SELECTION
..............................

How to Ensure Data Consistency in Microservices: Patterns and Pitfalls

Microservice architectures struggle with traditional ACID transactions, so this article reviews local and distributed transaction basics, explains why 2PC/3PC are unsuitable, introduces the BASE model, and details four practical consistency patterns—reliable event, async event, business compensation, and TCC—highlighting their mechanisms, advantages, and drawbacks.

Java Architect Essentials
Java Architect Essentials
Java Architect Essentials
How to Ensure Data Consistency in Microservices: Patterns and Pitfalls

Traditional Transaction Management

In a monolithic application a single relational database provides local transactions. The application opens a transaction, performs CRUD operations, and then commits or rolls back. All changes are guaranteed to be atomic and consistent within that single database instance.

Traditional transaction diagram
Traditional transaction diagram

Distributed Transactions (2PC/3PC)

When a service accesses multiple data sources a local transaction is insufficient. A Transaction Manager (TM) coordinates the resources using the Two‑Phase Commit (2PC) protocol, which consists of a prepare phase and a commit phase. 2PC can block if a participant crashes and does not guarantee progress, which motivated the Three‑Phase Commit (3PC) protocol that adds an extra pre‑commit phase to reduce blocking.

2PC prepare phase
2PC prepare phase
2PC commit/rollback
2PC commit/rollback
3PC diagram
3PC diagram

Microservice Transaction Management and BASE Theory

Traditional distributed transactions do not fit microservice architectures for three main reasons:

Microservices communicate via RPC/HTTP APIs, so a single TM cannot directly manage all resource managers.

Services often use heterogeneous stores (SQL, NoSQL, caches); many NoSQL databases lack ACID transaction support.

Coordinating a large cross‑service transaction would hold locks for a much longer time, severely degrading performance and availability.

Consequently microservices adopt the BASE model (Basically Available, Soft state, Eventual consistency) proposed by eBay’s Dan Pritchett. BASE accepts temporary inconsistency and aims for eventual convergence of data across services.

Consistency Patterns for Microservices

Reliable Event Notification – Synchronous

The primary service performs its business logic and, if successful, sends a message to downstream services within the same call. This couples business code with the messaging system.

public void trans() {
    try {
        // 1. Operate the database
        boolean result = dao.update(data); // throws on failure
        // 2. If DB operation succeeds, send a message
        if (result) {
            mq.send(data); // throws on failure
        }
    } catch (Exception e) {
        rollback(); // revert DB changes
    }
}

Two drawbacks:

Network or server failures after the message is sent may leave the primary service unaware of the delivery status, causing inconsistency.

..............................

WRITTEN REQUEST 1
In the microservices article, who proposed the BASE model?
WRITTEN REQUEST 2
Retype everything in the microservices article from "Microservice architectures struggle" down to "advantages, and drawbacks.".
The listing is separate material, apart from the microservices article.

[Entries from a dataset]
..............................

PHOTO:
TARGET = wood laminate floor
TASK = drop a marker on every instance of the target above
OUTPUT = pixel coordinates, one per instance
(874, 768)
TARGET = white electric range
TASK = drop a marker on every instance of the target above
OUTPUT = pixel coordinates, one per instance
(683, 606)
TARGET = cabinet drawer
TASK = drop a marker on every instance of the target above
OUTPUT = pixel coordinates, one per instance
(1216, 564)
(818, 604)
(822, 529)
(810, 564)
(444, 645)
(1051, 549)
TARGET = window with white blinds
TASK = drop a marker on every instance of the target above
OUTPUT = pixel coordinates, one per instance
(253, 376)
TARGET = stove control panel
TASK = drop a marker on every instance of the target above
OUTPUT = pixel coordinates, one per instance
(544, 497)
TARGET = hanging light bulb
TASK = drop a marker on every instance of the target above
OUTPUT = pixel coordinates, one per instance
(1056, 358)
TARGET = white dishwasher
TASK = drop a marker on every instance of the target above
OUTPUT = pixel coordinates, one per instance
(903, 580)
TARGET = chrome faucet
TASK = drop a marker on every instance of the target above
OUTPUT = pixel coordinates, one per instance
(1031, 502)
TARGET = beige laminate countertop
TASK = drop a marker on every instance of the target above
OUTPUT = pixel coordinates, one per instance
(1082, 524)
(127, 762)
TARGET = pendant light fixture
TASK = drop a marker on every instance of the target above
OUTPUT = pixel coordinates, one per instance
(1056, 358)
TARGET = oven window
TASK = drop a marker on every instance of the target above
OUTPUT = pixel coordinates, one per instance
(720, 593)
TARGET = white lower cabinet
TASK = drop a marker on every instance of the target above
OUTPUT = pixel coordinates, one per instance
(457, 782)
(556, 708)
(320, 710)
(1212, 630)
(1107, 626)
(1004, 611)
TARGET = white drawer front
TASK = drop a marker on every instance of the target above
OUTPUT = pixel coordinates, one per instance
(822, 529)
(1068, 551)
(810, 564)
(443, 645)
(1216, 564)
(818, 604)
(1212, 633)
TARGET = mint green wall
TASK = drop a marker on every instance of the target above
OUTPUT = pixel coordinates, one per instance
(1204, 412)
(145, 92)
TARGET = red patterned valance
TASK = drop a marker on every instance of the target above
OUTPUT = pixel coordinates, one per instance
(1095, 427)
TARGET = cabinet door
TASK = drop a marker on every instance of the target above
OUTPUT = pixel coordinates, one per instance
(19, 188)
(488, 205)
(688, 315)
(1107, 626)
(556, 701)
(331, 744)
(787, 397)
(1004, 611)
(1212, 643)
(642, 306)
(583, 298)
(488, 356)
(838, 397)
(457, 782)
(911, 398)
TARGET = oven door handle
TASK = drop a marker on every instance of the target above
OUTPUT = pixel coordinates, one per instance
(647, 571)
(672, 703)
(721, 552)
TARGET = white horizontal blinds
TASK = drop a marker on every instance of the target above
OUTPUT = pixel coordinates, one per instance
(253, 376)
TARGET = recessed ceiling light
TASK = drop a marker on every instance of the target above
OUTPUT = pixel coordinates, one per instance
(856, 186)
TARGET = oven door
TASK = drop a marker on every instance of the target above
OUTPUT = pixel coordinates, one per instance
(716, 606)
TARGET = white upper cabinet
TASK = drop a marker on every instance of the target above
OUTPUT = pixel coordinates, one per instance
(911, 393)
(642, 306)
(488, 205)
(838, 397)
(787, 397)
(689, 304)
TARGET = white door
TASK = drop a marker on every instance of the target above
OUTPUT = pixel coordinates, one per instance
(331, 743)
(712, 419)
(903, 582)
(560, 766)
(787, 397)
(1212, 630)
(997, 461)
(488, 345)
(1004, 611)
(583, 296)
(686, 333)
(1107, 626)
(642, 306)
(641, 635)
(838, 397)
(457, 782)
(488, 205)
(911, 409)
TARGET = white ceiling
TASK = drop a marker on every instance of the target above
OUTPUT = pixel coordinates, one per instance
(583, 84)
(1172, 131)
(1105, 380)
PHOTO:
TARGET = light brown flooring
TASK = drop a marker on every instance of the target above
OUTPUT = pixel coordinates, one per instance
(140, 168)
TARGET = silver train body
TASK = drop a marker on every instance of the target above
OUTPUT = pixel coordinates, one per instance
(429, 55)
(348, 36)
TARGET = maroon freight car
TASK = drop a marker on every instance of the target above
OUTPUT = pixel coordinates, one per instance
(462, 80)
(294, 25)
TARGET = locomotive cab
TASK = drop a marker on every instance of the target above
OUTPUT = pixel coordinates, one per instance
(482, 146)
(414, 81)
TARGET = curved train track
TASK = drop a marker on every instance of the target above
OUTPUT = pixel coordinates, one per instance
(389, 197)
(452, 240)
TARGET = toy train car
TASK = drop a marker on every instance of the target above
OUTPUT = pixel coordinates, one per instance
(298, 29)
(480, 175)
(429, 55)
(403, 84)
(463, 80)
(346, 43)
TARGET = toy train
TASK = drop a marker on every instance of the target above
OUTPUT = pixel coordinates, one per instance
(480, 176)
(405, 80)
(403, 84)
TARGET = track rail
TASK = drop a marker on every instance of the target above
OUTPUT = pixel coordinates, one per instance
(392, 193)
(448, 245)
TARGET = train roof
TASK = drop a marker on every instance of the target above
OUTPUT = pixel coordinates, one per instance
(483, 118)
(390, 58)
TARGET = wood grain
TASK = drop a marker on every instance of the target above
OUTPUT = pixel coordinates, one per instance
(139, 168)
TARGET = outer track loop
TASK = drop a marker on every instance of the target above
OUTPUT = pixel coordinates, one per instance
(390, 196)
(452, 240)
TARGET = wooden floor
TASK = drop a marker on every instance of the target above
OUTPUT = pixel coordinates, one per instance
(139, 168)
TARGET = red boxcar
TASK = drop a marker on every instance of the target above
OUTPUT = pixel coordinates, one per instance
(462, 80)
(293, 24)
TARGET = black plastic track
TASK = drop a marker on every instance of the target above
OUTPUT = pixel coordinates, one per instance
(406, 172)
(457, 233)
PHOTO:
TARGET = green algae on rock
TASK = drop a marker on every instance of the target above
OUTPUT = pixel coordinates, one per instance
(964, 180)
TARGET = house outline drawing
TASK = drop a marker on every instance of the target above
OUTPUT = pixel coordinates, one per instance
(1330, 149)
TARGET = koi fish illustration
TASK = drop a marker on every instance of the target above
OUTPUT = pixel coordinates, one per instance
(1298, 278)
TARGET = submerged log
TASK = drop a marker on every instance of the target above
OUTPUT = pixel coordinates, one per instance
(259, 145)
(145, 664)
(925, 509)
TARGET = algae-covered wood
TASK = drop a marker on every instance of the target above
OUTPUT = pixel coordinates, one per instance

..............................

WRITTEN RESPONSE 1
Dan Pritchett of eBay

WRITTEN RESPONSE 2
Microservice architectures struggle with traditional ACID transactions, so this article reviews local and distributed transaction basics, explains why 2PC/3PC are unsuitable, introduces the BASE model, and details four practical consistency patterns—reliable event, async event, business compensation, and TCC—highlighting their mechanisms, advantages, and drawbacks.